▶ _Source_:
# 12pt or 6pt Sockets?



## cessna1466u (Dec 19, 2010)

Hello Everyone, so after breaking 2 Stanley (Taiwan Made) sockets this weekend working on my van, I decided to buy something a bit better that will last longer. I am only 38 so I plan to be working on things for a while. So I want something that will last. The tools I have now are all Home Depot, Stanley or just plain no name brands. I am not a pro mechanic and my job doesn't involve the use of any tools at the moment. These will be used mainly for small repairs on our imported mini-van and my Ford F-250. Also for home repairs and DIY projects around the house.

Here is my dilemma, I already have a Craftsman 12pt Wrench set, both MM and SAE. I need a new socket set but don't know what my money would be best spent on, 12pt or 6pt. There is a set at Sears for $400 that has 1/4", 3/8", 1/2" drive sockets in both 12pt and 6pt. But the problem is that a lot of the sizes are doubles, both in 12pt and then again in 6pt. I checked and if I stick to say 12pt only I can get all the sizes in this ultimate set for about 1/2 the price, the same with 6pt. 

So what do you guys think? Is there ever a time were one type worked better than the other? Is it necessary to have both types? (12pt & 6pt)

Any thoughts would be awesome!


----------



## joecaption (Nov 30, 2011)

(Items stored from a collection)
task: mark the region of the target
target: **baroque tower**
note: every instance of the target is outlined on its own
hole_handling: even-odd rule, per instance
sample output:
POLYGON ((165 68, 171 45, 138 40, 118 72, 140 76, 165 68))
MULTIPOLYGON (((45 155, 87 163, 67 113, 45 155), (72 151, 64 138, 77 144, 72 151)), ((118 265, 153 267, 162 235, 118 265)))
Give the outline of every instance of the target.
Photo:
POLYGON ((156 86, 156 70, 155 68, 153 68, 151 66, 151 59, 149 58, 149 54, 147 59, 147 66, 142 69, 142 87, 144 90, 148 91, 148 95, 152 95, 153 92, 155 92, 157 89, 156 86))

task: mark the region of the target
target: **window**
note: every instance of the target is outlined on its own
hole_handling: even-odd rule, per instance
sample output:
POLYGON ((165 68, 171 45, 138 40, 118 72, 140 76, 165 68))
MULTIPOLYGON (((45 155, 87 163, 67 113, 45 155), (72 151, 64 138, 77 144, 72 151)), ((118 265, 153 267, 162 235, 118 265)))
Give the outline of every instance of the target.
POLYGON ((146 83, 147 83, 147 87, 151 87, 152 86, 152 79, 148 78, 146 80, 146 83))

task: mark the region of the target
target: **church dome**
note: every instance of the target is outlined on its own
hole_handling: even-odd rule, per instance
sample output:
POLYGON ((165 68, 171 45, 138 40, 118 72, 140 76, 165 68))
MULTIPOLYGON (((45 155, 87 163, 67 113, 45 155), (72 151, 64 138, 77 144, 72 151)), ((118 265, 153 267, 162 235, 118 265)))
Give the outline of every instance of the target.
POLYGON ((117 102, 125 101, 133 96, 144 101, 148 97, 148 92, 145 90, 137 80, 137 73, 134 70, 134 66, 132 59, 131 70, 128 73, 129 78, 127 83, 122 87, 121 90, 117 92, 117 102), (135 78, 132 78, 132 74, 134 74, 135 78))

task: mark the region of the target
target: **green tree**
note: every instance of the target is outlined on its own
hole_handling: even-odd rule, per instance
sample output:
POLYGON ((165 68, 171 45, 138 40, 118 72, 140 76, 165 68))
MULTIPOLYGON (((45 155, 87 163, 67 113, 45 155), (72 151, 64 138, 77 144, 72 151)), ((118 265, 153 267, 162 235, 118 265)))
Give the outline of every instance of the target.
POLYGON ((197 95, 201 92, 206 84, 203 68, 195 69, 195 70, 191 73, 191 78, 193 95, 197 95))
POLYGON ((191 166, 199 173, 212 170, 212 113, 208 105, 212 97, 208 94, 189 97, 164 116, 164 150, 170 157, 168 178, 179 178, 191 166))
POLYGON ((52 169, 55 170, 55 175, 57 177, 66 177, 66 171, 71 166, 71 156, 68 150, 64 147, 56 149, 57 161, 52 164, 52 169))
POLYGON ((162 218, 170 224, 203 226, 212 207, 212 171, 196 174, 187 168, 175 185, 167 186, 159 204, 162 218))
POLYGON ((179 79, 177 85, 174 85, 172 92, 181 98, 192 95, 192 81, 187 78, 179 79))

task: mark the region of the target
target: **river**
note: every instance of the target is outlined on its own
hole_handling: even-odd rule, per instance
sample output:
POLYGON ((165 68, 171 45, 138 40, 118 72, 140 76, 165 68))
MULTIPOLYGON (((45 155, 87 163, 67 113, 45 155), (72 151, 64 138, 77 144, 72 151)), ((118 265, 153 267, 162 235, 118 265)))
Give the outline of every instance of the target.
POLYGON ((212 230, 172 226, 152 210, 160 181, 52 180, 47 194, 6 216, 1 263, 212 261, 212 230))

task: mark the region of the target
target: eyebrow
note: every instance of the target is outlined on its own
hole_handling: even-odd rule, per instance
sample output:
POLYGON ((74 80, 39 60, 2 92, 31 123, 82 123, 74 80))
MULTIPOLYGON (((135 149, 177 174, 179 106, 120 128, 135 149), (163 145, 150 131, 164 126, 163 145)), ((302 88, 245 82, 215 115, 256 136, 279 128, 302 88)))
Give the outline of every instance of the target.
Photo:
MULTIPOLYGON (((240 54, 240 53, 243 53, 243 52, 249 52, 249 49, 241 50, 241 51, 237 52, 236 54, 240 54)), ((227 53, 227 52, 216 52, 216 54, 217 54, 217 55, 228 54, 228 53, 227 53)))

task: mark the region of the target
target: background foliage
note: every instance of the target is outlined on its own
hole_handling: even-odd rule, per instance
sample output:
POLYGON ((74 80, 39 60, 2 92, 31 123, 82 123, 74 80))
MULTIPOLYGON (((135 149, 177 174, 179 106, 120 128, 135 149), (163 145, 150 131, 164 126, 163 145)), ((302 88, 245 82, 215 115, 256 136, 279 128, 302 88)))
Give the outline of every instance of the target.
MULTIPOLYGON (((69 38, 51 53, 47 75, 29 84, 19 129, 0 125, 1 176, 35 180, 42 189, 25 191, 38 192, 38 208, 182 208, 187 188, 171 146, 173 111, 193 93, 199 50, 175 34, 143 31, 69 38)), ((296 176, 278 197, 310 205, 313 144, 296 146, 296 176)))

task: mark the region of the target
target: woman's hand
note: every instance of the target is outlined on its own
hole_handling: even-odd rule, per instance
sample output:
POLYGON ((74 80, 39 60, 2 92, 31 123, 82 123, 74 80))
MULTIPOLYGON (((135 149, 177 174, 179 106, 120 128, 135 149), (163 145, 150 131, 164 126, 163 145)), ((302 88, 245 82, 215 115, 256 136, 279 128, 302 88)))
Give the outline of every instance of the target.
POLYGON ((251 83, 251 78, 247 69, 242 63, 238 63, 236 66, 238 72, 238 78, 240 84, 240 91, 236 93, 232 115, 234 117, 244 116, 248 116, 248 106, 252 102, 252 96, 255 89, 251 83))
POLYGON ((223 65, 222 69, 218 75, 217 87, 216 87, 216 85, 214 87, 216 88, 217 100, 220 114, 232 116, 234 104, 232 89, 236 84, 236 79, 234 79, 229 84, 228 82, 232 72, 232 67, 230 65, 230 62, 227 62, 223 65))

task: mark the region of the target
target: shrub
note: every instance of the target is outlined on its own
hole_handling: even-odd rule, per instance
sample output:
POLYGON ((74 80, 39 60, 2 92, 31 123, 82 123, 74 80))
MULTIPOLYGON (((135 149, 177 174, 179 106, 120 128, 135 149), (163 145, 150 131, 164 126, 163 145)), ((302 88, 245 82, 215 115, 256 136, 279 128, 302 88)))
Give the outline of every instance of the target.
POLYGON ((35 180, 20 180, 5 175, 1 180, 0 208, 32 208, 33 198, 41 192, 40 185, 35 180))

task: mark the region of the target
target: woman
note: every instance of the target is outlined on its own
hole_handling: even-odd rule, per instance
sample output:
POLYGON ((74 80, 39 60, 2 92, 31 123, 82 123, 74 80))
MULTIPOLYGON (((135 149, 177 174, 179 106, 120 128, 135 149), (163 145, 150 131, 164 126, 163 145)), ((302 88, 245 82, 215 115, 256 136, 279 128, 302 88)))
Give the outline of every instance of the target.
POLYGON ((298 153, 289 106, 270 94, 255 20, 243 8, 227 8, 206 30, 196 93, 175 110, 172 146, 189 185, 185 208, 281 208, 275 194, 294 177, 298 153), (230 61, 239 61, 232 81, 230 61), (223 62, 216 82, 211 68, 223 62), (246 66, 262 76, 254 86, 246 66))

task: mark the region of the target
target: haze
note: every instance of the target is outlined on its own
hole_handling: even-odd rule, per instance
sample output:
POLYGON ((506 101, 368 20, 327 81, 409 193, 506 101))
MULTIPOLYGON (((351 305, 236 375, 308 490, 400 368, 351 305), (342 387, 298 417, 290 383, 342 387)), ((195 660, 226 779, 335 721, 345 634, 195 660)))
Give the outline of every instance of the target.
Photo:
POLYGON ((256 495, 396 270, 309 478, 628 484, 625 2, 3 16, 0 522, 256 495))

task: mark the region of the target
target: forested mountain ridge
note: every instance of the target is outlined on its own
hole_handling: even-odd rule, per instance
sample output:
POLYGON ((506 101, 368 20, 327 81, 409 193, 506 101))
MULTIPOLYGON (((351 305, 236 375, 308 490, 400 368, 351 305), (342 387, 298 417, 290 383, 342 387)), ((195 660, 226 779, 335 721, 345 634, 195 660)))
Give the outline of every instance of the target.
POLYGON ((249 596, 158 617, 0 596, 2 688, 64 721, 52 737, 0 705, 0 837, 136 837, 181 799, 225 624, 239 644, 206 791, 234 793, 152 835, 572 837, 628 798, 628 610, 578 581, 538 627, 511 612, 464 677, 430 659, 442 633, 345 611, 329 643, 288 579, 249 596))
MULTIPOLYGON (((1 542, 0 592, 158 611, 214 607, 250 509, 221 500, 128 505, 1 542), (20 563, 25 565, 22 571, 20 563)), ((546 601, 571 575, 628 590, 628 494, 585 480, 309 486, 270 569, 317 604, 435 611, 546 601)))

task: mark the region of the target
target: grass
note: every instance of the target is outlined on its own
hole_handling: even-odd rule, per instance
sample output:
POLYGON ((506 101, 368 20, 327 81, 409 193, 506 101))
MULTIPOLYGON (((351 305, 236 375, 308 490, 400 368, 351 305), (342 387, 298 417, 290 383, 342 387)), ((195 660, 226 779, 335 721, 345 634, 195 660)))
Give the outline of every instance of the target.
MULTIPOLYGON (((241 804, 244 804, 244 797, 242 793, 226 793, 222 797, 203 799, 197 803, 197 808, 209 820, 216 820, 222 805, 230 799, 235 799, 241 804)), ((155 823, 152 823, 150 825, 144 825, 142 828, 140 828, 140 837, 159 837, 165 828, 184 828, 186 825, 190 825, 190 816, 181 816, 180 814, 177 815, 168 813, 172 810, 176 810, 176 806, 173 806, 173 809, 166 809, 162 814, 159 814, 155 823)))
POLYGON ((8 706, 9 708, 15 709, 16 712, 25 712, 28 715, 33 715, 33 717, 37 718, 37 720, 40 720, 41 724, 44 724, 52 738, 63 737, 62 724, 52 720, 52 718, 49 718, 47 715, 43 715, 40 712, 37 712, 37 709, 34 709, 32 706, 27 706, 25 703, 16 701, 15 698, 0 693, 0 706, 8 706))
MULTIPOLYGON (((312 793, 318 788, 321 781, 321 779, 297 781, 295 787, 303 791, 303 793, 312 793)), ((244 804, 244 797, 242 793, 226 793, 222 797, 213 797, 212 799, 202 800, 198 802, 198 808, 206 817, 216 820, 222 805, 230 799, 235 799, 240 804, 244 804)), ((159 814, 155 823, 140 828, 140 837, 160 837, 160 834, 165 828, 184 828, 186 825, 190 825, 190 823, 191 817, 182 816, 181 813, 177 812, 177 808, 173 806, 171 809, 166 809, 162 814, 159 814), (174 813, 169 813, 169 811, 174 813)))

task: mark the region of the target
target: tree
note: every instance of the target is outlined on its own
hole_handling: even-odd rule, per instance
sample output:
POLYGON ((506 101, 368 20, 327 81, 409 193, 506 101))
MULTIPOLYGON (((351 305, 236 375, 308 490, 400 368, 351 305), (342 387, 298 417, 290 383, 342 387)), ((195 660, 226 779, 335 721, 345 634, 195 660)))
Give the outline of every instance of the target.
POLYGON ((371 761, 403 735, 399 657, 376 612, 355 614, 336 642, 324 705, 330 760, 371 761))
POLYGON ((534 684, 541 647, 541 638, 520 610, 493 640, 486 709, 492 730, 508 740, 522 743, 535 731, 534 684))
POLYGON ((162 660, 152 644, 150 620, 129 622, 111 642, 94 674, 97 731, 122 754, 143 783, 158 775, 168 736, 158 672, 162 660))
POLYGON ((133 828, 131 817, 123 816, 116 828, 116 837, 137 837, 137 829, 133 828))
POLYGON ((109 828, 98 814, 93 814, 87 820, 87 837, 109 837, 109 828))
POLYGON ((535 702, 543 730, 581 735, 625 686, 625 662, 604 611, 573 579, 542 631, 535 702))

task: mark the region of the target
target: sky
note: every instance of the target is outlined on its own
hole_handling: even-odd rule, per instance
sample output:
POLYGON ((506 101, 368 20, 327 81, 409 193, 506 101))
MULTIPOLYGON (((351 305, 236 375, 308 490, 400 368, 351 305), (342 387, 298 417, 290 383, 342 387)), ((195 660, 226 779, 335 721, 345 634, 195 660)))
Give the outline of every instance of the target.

▶ _Required work_:
1 > In the socket thread, take the passage from "Here is my dilemma, I" up to and including "(Nov 30, 2011)" and write it out again, changing "dilemma" to "question".
2 > Carry the forum thread on choosing 12pt or 6pt sockets forward from the point where it stops.

▶ _Per-task answers_:
1 >
Here is my question, I already have a Craftsman 12pt Wrench set, both MM and SAE. I need a new socket set but don't know what my money would be best spent on, 12pt or 6pt. There is a set at Sears for $400 that has 1/4", 3/8", 1/2" drive sockets in both 12pt and 6pt. But the problem is that a lot of the sizes are doubles, both in 12pt and then again in 6pt. I checked and if I stick to say 12pt only I can get all the sizes in this ultimate set for about 1/2 the price, the same with 6pt. 

So what do you guys think? Is there ever a time were one type worked better than the other? Is it necessary to have both types? (12pt & 6pt)

Any thoughts would be awesome!


----------



## joecaption (Nov 30, 2011)

2 >
A 6 pt. will work fine. A 12 pt will have thiner walls the advantage is it's faster to get the socket on the nuts without having to turn it as far to get it to lock in. A 12 is also more likly to slip on a rusted or messed up nut.


----------



## cessna1466u (Dec 19, 2010)

Thanks Joe, do you think the same goes for wrenches? I have not opened the new wrench set yet and can exchange them for 6pt. The last thing I want is to have a wrench slip and my knuckles jammed against the sharp sheet metal in the van, because that would be the farthest flying wrench anyone has ever seen. :wink:


----------



## joecaption (Nov 30, 2011)

If you have not smashed your hand yet then you have not done much real work.
Differant story with a wrench, With a 12 you can get into tighter spots where you do not have the option of room to turn it.
I own a set of combination wrenchs with the boxed end that ratchets, and love them. There Craftsman.
It does not pay to ever buy cheap tools, Craftsman wrenchs and sockets have worked for me for over 30 years.


----------



## cessna1466u (Dec 19, 2010)

Thanks again Joe. While at Sears this weekend I saw a set of ratcheting box end wrenches. They were the black multi-fit ones and I swear my wife had to drag me way. They looked so nice and beefy! I figured that would be a good set to have since it will combine having a multi-fit set with a ratcheting set. Thanks for all the advice, I appreciate it.


----------



## ratherbefishing (Jan 13, 2011)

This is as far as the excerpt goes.